What the task requires:
Reproduce all of the material below line for line, leaving out the pictures.

Rows:
[START]

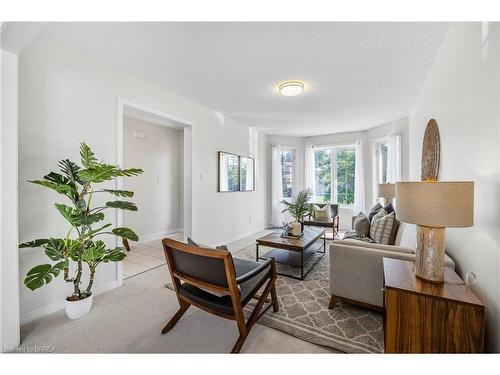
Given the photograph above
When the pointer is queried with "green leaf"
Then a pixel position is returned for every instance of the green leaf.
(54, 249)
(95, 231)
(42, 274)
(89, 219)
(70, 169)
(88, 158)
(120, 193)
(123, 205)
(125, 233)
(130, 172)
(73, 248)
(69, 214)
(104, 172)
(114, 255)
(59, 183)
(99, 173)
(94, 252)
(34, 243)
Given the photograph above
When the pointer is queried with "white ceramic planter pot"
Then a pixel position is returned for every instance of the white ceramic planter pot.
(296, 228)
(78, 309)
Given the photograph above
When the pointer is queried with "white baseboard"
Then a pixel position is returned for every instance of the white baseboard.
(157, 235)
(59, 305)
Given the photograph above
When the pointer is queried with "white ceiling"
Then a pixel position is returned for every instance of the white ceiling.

[END]

Problem solution:
Given the photograph above
When the pointer is queried with "green leaf"
Then a pixel position is returned for every instance of the green leaf.
(54, 249)
(95, 231)
(42, 274)
(89, 219)
(70, 169)
(88, 158)
(120, 193)
(123, 205)
(125, 233)
(130, 172)
(73, 248)
(69, 214)
(104, 172)
(114, 255)
(59, 183)
(99, 173)
(94, 252)
(34, 243)
Given the photograph above
When the pointer is queried with "white ceramic planter pot"
Then a pixel position is returned for every instance of the white ceramic planter pot.
(296, 228)
(78, 309)
Given the photograph above
When the pointer is queried with "white baseboard"
Then a pixel position is returned for every instance of the white baseboard.
(157, 235)
(59, 305)
Given the photograph above
When the pointer is queried with "white ceiling"
Then a pixel position is returned for every instance of the white ceiling.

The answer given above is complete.